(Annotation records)
▼▼▼

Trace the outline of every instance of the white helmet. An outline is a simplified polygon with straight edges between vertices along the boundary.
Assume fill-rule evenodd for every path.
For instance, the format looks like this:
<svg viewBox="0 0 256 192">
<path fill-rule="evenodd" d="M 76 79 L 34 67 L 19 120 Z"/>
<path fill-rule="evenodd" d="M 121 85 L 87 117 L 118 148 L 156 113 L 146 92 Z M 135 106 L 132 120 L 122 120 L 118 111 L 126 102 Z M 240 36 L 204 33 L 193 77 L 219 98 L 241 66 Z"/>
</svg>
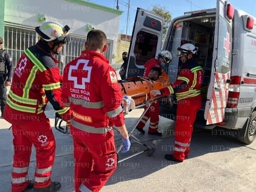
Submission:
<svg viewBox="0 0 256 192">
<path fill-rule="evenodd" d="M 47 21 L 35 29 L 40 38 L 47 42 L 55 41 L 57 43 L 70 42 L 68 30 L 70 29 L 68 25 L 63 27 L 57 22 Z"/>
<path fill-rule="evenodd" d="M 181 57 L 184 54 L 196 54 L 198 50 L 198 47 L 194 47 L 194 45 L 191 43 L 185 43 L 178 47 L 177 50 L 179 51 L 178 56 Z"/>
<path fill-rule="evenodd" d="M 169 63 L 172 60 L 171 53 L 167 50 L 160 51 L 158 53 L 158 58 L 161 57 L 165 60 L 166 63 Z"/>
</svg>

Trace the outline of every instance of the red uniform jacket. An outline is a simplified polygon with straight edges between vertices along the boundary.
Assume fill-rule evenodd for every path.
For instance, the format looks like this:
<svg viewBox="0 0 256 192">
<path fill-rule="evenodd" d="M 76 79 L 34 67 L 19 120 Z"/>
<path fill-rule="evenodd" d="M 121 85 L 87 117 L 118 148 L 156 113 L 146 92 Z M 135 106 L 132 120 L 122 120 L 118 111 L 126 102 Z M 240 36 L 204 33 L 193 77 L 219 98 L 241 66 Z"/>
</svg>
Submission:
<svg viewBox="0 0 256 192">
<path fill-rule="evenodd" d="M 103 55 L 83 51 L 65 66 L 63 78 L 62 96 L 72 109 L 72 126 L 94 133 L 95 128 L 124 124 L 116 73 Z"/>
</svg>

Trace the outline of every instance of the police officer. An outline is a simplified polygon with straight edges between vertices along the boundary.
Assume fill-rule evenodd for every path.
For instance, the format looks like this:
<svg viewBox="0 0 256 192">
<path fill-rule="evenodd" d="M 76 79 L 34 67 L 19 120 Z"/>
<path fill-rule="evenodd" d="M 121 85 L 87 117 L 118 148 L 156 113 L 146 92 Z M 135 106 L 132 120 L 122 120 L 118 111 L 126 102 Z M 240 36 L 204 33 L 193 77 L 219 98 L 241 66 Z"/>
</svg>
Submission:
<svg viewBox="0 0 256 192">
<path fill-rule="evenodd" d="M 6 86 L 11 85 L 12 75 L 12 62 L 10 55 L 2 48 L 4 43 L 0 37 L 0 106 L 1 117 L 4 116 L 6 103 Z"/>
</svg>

▲▲▲
▼▼▼

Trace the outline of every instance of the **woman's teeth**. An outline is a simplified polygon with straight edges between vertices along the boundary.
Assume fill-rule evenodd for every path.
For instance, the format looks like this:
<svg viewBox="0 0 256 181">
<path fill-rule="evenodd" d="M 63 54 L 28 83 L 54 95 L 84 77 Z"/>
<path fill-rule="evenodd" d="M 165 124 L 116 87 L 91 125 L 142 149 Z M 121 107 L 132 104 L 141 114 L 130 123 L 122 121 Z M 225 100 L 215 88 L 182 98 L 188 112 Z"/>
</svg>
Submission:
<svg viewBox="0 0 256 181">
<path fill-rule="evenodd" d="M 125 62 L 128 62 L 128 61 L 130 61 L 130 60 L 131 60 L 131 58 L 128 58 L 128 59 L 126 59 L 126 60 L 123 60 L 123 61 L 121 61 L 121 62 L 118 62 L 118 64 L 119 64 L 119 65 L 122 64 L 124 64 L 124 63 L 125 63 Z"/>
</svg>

▲▲▲
▼▼▼

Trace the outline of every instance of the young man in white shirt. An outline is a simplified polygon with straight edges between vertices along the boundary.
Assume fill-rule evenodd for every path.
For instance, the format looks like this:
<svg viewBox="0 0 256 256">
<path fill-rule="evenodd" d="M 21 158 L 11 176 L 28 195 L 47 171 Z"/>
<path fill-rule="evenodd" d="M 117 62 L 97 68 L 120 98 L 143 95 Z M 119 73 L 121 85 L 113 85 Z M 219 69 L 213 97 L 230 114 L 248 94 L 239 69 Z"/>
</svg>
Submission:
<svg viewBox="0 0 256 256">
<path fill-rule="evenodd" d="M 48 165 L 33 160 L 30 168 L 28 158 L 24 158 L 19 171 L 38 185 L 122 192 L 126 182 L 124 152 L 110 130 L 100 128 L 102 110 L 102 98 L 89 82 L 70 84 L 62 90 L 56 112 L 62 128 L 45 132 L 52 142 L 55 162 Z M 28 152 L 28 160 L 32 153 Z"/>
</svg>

▲▲▲

Reproduce the lines verbatim, starting at the line containing "Trace the outline of every instance of the white" and ending with the line containing "181 57 L 184", both included. Leave out the picture.

## [Response to the exercise]
Trace the outline of every instance of the white helmet. An outline is a simplified polygon with straight edges between vertices along the boundary.
Assume fill-rule evenodd for every path.
For instance, the format looks like this:
<svg viewBox="0 0 256 192">
<path fill-rule="evenodd" d="M 76 79 L 34 67 L 19 120 Z"/>
<path fill-rule="evenodd" d="M 121 85 L 87 117 L 118 148 L 156 113 L 146 92 Z M 135 106 L 132 120 L 122 120 L 118 111 L 126 102 Z M 240 36 L 204 33 L 193 77 L 219 98 L 241 66 Z"/>
</svg>
Submission:
<svg viewBox="0 0 256 192">
<path fill-rule="evenodd" d="M 47 21 L 35 29 L 40 38 L 47 42 L 55 41 L 57 43 L 70 42 L 68 30 L 70 29 L 68 25 L 63 27 L 57 22 Z"/>
<path fill-rule="evenodd" d="M 181 57 L 184 54 L 196 54 L 198 50 L 198 47 L 194 47 L 194 45 L 191 43 L 185 43 L 178 47 L 177 50 L 179 51 L 178 56 Z"/>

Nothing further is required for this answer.